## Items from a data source
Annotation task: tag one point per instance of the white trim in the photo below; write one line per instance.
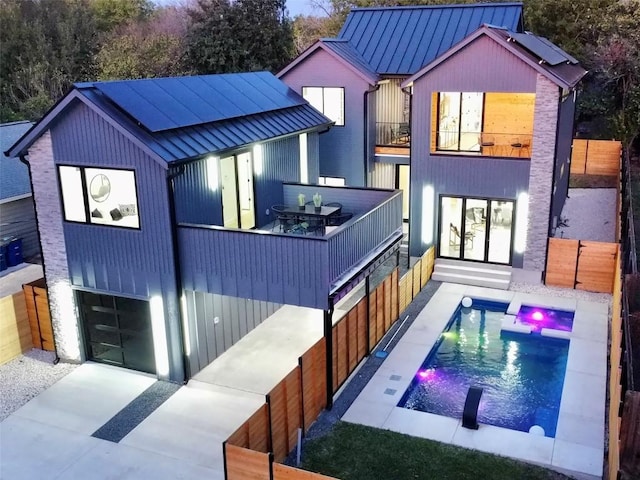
(16, 198)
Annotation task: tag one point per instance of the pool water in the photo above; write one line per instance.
(539, 318)
(521, 375)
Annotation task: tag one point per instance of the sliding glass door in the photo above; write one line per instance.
(476, 229)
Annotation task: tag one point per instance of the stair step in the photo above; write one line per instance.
(464, 279)
(473, 270)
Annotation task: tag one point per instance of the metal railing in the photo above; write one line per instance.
(485, 143)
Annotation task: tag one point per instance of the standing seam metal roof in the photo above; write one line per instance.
(401, 40)
(14, 175)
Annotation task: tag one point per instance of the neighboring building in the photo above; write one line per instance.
(17, 214)
(155, 202)
(465, 112)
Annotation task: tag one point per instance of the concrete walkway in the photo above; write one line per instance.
(51, 436)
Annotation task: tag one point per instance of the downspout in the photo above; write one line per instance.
(366, 131)
(408, 91)
(176, 264)
(553, 182)
(24, 160)
(328, 335)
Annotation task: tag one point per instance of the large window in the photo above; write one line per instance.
(459, 121)
(99, 196)
(328, 100)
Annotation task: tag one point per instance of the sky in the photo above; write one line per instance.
(296, 7)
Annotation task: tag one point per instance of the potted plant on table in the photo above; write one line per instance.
(317, 202)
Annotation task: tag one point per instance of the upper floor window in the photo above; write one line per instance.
(99, 196)
(328, 100)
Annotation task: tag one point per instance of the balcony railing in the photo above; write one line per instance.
(396, 134)
(485, 143)
(284, 268)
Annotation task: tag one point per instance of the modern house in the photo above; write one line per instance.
(468, 114)
(17, 214)
(161, 248)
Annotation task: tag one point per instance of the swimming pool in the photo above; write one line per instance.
(522, 375)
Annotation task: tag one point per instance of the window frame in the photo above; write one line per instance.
(323, 109)
(85, 195)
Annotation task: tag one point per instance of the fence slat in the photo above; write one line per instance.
(245, 464)
(562, 259)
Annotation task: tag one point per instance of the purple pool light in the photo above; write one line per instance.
(539, 318)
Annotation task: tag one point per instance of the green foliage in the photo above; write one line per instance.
(356, 452)
(244, 35)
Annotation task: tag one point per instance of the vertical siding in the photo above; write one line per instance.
(281, 163)
(384, 176)
(121, 261)
(276, 268)
(18, 219)
(342, 150)
(563, 153)
(488, 67)
(236, 317)
(313, 156)
(195, 201)
(111, 259)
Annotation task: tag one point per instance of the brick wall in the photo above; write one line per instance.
(541, 172)
(54, 254)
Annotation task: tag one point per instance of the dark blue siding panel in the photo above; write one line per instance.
(563, 154)
(274, 268)
(281, 162)
(195, 201)
(108, 258)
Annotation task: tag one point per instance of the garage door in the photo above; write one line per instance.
(117, 331)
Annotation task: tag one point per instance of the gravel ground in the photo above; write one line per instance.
(589, 214)
(26, 377)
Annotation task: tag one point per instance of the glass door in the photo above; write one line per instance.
(476, 229)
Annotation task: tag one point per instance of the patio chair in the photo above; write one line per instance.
(454, 237)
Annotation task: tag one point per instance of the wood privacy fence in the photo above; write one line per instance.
(582, 265)
(257, 448)
(37, 301)
(595, 157)
(25, 321)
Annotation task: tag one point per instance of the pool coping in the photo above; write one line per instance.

## What you should do
An exact copy of all entries is needed, with no pictures in it.

## Output for this task
Annotation task: tag one point per instance of the white trim in the photo below; write one line per instance.
(16, 198)
Annotation task: tag one point per instance of the pool water in the photo above; write one line per instance.
(539, 318)
(521, 375)
Annotation task: tag one point per instance of the sliding glass door in the photo above; write one line per instance.
(476, 229)
Annotation task: tag one point per instance of the stair step in the photo above; write one line per instance.
(464, 279)
(473, 270)
Annotation task: tag one point per instance of the metal railing in the photo above; write one line per instance.
(485, 143)
Annotation task: tag one point per instance of the standing seam metal roof in the photo above; write one line per instance.
(401, 40)
(14, 175)
Annotation task: tag one point per instance of the neighboring building in the photo above; write one line per instance.
(17, 214)
(155, 202)
(465, 112)
Annotation task: tag one point per instance of the concrete walkway in the photo above; write one line per instance.
(51, 436)
Annotation task: tag one point per instance of the downspout in the photo above; write one line per instance.
(366, 131)
(408, 91)
(176, 264)
(553, 182)
(24, 160)
(328, 335)
Annotation task: tag one point per instance of the large window in the photo above; write one line per instance.
(459, 121)
(99, 196)
(328, 100)
Annotation task: tag one point per instance of the sky in the photo above; write one line per instance.
(296, 7)
Annotation task: tag one point per instance of the potted plant on table in the photo above; write one line per instance.
(317, 202)
Annotation task: tag one point per instance of the upper floor window in the photo above; write one line per instance.
(99, 196)
(328, 100)
Annotation task: tag one point per instance of the balcony railing in the photo above; write one line per instance.
(396, 134)
(485, 143)
(284, 268)
Annotation task: tag one point per instance of the modern house in the photo above; write one line per instance.
(468, 114)
(17, 214)
(161, 248)
Annotation task: tag one point per instance of the swimming pool in the photo above; write one line per instance.
(522, 375)
Annotation task: tag one point per instance of the window frame in the photo above; write one line per instance.
(323, 109)
(85, 195)
Annotation task: tag one point per instance of the fence slat in the photo above; write one line per instance.
(245, 464)
(562, 259)
Annotation task: tag one point per instance of the purple pool light in the photo above; write one line per instance.
(539, 318)
Annotation task: tag one point per instance of the green foliage in the photo above; write one line per instance.
(356, 452)
(244, 35)
Annotation task: tag one point per instance of the vertical siding in the photo above; write one line per instance.
(281, 163)
(384, 176)
(121, 261)
(276, 268)
(18, 219)
(342, 150)
(563, 153)
(488, 67)
(236, 317)
(313, 156)
(195, 201)
(111, 259)
Annotation task: tag one point per instance of the brick wall in the photo above; write one line per instance.
(541, 172)
(54, 254)
Annotation task: tag one point per instance of the dark blue siding panel in the photo above; write one line per instance.
(563, 154)
(274, 268)
(281, 162)
(195, 201)
(108, 258)
Annotation task: tag one point per instance of the garage door in the photo above; write one line per instance.
(117, 331)
Annotation task: tag one point per instance of the gravel ground in the photo above; write one line per instance.
(589, 214)
(26, 377)
Annotation task: tag one point per instance of the glass door in the photo above; write one line per instance.
(476, 229)
Annotation task: tag one point per instance of the patio chair in the photo above; write one line per instance.
(454, 237)
Annotation task: tag one point per instance of the wood privacy fence in the photo above; write one line per instance.
(582, 265)
(257, 448)
(37, 301)
(595, 157)
(25, 321)
Annotation task: tag one point per instance of the pool coping in the photo above; write one line per instance.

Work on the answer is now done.